═══ Data to process ═══
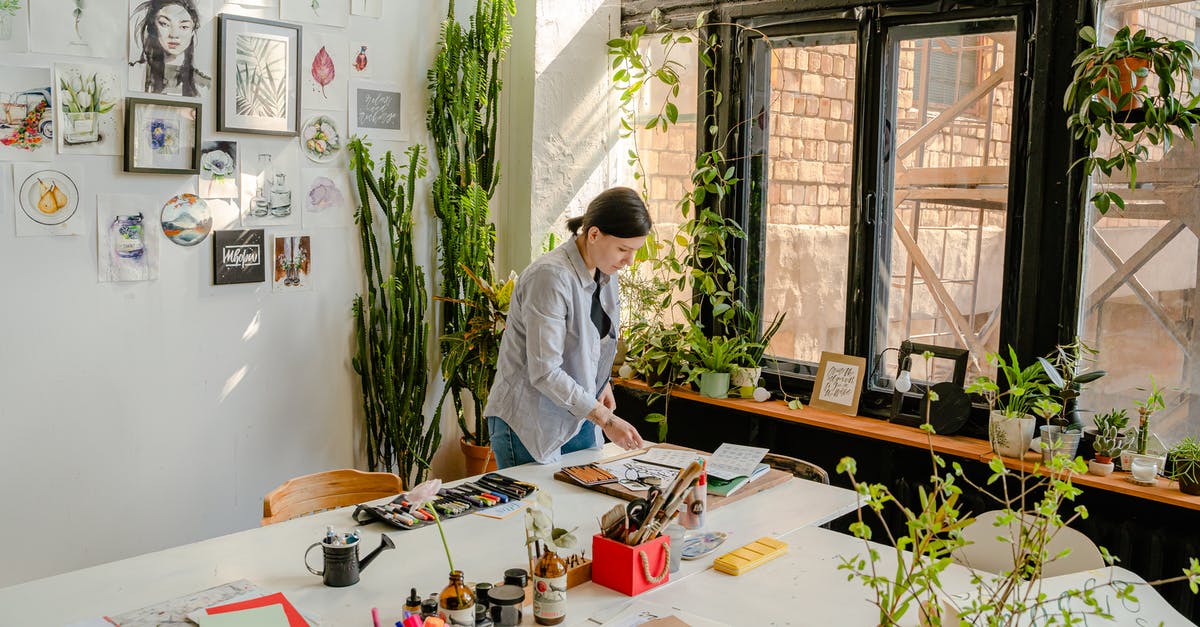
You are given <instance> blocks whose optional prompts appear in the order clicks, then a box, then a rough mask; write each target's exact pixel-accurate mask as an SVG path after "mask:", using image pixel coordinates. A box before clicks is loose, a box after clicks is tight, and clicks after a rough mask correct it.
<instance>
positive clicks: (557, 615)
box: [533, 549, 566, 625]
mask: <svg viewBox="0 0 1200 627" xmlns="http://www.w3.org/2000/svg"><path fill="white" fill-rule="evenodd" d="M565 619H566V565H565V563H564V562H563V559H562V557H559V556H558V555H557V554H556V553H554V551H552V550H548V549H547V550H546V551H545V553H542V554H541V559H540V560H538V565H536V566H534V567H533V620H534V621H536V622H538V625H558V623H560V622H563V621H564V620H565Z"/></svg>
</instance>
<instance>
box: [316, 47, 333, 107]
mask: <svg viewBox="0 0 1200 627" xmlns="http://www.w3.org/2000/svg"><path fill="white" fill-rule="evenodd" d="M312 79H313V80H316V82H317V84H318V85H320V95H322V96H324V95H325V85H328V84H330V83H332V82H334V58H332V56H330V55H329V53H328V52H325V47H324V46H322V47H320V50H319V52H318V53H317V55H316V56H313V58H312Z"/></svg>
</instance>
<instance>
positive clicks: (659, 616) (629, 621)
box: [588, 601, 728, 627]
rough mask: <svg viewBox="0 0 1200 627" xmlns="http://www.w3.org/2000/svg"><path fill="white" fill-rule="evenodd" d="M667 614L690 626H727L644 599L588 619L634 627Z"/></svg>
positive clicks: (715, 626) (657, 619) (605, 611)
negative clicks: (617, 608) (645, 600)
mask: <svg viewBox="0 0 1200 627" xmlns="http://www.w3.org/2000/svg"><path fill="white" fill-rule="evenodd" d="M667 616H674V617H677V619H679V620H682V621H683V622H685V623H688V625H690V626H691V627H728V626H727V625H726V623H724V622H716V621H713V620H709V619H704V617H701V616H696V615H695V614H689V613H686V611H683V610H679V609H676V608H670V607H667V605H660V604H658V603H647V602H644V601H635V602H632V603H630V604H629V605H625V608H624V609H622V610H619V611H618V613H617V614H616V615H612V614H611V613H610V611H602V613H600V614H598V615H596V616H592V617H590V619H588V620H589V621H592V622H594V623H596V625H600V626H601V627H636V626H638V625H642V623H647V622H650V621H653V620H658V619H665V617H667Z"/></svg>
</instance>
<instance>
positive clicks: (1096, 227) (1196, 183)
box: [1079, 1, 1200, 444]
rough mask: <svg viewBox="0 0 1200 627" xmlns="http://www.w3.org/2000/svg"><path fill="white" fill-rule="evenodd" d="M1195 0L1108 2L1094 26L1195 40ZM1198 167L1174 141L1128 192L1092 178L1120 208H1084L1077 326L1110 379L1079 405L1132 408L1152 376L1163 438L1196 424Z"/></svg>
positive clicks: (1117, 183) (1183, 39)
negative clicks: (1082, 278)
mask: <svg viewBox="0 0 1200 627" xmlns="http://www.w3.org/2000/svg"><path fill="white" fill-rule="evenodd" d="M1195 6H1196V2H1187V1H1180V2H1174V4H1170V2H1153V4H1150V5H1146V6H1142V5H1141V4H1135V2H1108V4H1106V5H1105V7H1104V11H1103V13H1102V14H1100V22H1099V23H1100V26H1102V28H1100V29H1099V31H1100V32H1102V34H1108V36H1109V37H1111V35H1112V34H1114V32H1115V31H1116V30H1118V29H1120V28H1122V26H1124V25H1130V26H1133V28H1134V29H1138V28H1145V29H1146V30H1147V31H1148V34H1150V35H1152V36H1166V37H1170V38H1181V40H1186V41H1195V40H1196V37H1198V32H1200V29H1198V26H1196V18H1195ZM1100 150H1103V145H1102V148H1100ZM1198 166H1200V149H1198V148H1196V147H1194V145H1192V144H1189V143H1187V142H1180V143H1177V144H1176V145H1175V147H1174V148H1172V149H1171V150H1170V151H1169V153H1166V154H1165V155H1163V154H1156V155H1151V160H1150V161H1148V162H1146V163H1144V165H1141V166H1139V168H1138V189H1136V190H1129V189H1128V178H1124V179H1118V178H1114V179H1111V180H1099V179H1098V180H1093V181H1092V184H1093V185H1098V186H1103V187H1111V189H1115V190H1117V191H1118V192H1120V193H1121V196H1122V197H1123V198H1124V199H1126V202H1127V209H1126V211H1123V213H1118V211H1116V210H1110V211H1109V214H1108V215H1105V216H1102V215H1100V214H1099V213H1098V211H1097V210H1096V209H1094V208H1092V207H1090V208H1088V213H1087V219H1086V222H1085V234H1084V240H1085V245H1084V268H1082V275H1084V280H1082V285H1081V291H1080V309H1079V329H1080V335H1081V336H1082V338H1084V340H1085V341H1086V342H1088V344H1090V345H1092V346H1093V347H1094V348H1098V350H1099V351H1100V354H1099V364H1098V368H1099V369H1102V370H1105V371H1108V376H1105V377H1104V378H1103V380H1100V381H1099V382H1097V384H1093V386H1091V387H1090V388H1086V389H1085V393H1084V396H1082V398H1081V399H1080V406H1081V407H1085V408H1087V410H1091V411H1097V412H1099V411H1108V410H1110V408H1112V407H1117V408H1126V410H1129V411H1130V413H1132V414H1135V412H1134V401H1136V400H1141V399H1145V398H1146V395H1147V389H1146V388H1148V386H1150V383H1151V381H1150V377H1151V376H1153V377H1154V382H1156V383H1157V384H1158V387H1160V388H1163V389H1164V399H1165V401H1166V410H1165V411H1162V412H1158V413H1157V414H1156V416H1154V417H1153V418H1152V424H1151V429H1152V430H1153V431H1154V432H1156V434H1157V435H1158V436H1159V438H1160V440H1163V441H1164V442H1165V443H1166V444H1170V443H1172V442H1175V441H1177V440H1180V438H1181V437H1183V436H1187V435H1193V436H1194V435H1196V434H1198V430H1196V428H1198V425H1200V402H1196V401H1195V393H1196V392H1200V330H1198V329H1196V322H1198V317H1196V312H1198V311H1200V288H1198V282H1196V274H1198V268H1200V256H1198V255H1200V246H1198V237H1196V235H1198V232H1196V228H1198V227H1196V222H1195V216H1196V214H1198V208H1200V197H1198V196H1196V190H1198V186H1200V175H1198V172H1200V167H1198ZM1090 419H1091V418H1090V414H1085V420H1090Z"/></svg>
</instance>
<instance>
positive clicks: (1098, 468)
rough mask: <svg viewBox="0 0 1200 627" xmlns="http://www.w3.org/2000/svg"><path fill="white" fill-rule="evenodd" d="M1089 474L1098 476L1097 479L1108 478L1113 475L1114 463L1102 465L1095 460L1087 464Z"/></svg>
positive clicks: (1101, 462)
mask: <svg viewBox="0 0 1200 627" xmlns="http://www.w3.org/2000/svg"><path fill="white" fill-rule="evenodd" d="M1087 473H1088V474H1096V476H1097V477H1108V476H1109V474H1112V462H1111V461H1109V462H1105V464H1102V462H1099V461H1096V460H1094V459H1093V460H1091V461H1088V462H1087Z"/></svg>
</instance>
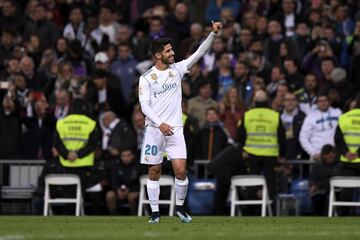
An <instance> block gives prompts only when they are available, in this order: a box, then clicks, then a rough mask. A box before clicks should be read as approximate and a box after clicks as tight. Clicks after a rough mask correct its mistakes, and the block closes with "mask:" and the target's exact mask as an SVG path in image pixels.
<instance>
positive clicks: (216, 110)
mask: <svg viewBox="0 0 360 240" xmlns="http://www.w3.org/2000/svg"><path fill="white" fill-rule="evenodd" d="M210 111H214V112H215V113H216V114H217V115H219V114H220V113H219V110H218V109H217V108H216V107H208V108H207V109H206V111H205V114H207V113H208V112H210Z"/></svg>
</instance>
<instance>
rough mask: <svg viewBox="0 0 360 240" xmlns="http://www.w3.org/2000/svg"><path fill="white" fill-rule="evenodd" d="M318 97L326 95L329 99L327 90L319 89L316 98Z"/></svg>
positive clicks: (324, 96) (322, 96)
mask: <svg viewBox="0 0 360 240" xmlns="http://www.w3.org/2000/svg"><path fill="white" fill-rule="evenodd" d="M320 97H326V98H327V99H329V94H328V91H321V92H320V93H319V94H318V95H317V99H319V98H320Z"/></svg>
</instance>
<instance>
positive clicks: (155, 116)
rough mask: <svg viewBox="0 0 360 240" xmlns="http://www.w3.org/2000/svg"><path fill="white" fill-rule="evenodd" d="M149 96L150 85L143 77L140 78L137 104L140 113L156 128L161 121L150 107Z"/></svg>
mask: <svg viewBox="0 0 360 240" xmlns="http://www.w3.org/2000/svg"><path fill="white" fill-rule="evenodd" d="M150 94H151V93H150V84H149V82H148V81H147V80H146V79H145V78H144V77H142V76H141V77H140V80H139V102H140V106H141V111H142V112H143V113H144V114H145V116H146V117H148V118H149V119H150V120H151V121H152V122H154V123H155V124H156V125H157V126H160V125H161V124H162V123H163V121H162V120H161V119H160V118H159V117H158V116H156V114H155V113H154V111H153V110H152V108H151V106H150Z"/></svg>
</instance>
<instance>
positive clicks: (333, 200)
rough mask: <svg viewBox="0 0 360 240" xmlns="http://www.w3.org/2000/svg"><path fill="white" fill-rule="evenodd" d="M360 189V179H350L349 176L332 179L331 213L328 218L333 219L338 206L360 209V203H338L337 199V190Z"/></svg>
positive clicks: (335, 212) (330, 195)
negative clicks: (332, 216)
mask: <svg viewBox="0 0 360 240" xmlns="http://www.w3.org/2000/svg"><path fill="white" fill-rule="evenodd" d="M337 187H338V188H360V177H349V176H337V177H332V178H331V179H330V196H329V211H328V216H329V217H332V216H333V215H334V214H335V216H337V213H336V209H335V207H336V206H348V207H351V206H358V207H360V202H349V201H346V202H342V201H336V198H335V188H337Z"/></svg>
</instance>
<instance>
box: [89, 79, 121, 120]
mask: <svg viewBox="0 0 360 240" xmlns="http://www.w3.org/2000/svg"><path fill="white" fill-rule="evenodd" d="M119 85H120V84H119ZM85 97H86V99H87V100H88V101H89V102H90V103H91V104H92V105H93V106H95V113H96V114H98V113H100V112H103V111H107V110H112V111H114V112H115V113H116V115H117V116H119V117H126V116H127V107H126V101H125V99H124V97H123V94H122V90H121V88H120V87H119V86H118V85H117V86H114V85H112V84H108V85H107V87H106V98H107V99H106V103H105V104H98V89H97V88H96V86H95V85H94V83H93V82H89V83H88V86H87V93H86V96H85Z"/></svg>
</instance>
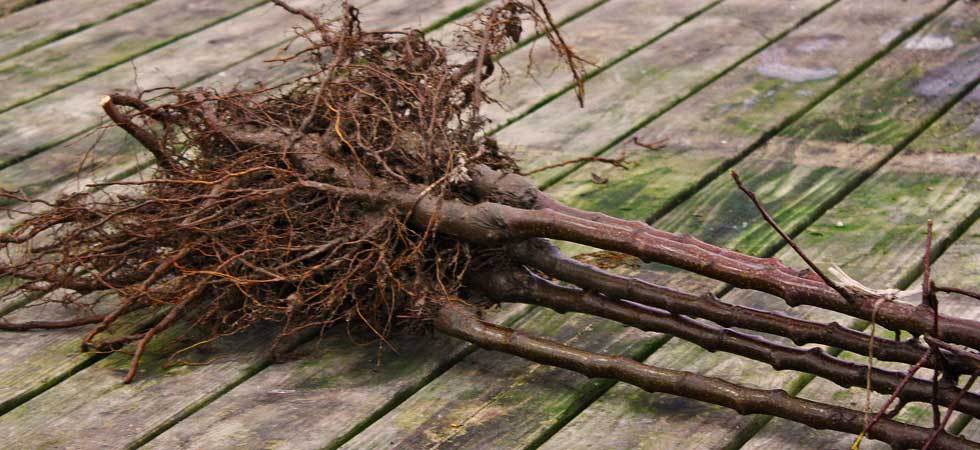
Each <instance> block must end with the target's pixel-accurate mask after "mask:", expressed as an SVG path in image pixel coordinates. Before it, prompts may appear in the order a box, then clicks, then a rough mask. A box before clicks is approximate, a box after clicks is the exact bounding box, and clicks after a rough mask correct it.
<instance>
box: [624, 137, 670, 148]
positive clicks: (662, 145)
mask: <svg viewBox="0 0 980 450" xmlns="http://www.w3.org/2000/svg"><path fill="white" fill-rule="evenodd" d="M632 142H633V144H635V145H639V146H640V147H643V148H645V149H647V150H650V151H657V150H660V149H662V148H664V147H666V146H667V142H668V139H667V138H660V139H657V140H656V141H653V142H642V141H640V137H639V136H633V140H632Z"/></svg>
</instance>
═══
Work required
Using the entries above, give back exactly the line containing "96L150 85L143 77L140", the line containing "positive clicks: (335, 212) (330, 195)", and every line between them, and nothing else.

Response area
rough mask: <svg viewBox="0 0 360 240" xmlns="http://www.w3.org/2000/svg"><path fill="white" fill-rule="evenodd" d="M149 96L150 85L143 77L140 78L137 104L140 113L156 128L161 121L150 107Z"/></svg>
mask: <svg viewBox="0 0 360 240" xmlns="http://www.w3.org/2000/svg"><path fill="white" fill-rule="evenodd" d="M150 94H151V93H150V84H149V82H148V81H147V80H146V79H145V78H144V77H142V76H141V77H140V80H139V102H140V106H141V111H142V112H143V113H144V114H145V116H146V117H148V118H149V119H150V120H151V121H152V122H154V123H155V124H156V125H157V126H160V125H161V124H162V123H163V121H162V120H161V119H160V118H159V117H158V116H156V114H155V113H154V111H153V110H152V108H151V106H150Z"/></svg>
</instance>
<instance>
positive clicks: (333, 200)
rough mask: <svg viewBox="0 0 360 240" xmlns="http://www.w3.org/2000/svg"><path fill="white" fill-rule="evenodd" d="M360 189V179H350L349 176L332 179L331 213L328 218L333 219L338 206L360 209V203H338L337 199V190Z"/></svg>
positive clicks: (335, 212) (330, 195)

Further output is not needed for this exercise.